Since only part of the records is wanted, repeat exactly the lines from the one containing "Crowdworker instructions — please locate every brown" through the last line, both included.

== == ==

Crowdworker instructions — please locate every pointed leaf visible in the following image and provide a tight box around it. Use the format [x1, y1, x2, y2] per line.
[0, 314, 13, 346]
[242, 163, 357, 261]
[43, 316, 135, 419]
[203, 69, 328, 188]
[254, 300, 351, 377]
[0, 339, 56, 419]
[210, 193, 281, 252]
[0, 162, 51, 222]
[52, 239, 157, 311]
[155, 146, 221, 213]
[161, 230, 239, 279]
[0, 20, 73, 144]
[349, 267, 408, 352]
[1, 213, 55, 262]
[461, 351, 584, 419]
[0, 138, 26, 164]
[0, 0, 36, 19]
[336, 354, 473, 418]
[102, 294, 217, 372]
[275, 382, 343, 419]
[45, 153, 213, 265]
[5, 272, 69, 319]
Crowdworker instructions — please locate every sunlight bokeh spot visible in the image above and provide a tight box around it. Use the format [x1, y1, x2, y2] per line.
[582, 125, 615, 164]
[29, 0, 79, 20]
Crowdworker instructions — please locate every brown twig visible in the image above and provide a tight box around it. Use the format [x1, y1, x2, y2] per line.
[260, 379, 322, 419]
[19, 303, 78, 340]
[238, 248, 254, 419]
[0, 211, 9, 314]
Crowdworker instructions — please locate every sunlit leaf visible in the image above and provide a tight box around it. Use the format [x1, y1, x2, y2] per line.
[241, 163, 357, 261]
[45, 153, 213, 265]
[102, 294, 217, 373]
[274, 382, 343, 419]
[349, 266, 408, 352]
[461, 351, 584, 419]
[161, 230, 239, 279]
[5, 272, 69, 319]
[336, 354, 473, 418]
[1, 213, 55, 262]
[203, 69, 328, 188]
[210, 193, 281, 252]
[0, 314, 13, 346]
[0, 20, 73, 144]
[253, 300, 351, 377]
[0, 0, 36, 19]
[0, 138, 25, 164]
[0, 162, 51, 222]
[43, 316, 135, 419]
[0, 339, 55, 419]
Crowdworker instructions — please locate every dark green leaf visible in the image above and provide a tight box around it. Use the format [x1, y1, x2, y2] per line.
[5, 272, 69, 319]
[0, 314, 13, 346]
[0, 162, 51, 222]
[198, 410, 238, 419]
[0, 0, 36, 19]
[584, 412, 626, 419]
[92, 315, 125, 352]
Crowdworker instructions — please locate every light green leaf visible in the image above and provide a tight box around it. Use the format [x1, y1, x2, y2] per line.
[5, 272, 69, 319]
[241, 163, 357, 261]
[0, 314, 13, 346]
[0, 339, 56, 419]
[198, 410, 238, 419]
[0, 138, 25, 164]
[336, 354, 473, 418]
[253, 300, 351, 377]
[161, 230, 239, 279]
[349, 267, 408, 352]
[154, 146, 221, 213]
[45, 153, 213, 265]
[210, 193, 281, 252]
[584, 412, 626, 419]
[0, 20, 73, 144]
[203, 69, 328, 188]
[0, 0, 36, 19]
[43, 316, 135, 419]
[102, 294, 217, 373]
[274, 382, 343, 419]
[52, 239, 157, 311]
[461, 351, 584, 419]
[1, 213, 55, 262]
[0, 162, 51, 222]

== == ==

Result for this exercise –
Crowdworker instructions — please locate every brown twig visible in the image above and provide a tight box around it. Use the format [x1, y1, x2, y2] per line.
[260, 379, 322, 419]
[19, 303, 78, 340]
[238, 248, 254, 419]
[0, 211, 9, 314]
Crowdworker instructions — please locate every sunlit leaf visible in the image above and provide a tight box around it. Use the format [x1, y1, x2, y2] per line.
[241, 163, 357, 261]
[45, 153, 213, 265]
[102, 294, 217, 373]
[274, 382, 343, 419]
[349, 266, 408, 352]
[461, 351, 584, 419]
[161, 230, 239, 279]
[5, 272, 69, 319]
[336, 354, 473, 418]
[1, 213, 55, 262]
[203, 69, 328, 188]
[210, 193, 281, 252]
[0, 314, 13, 346]
[0, 20, 73, 144]
[253, 300, 351, 377]
[0, 0, 36, 19]
[0, 138, 25, 164]
[0, 162, 51, 222]
[43, 316, 135, 419]
[0, 339, 55, 419]
Crowdworker instructions — please locate every dark green leaf visible in the image above and provide a tight box around it. Use the format [x1, y1, x2, y2] per line.
[5, 272, 69, 319]
[0, 314, 13, 346]
[0, 162, 51, 222]
[198, 410, 238, 419]
[0, 0, 36, 19]
[584, 412, 626, 419]
[92, 315, 125, 352]
Crowdworker instructions — please locate every light green leaf visible in the image above and provide a tight box around it. Use the format [x1, y1, x2, y2] per line.
[5, 272, 69, 319]
[241, 163, 357, 261]
[0, 314, 13, 346]
[0, 339, 56, 419]
[198, 410, 238, 419]
[0, 138, 25, 164]
[336, 354, 473, 418]
[253, 300, 351, 377]
[161, 230, 239, 279]
[349, 267, 408, 352]
[154, 146, 221, 213]
[45, 153, 213, 265]
[210, 193, 281, 252]
[584, 412, 626, 419]
[0, 20, 73, 144]
[203, 69, 328, 188]
[0, 0, 36, 19]
[43, 316, 135, 419]
[102, 294, 217, 373]
[274, 382, 343, 419]
[52, 239, 157, 311]
[461, 351, 584, 419]
[1, 213, 55, 262]
[0, 162, 51, 222]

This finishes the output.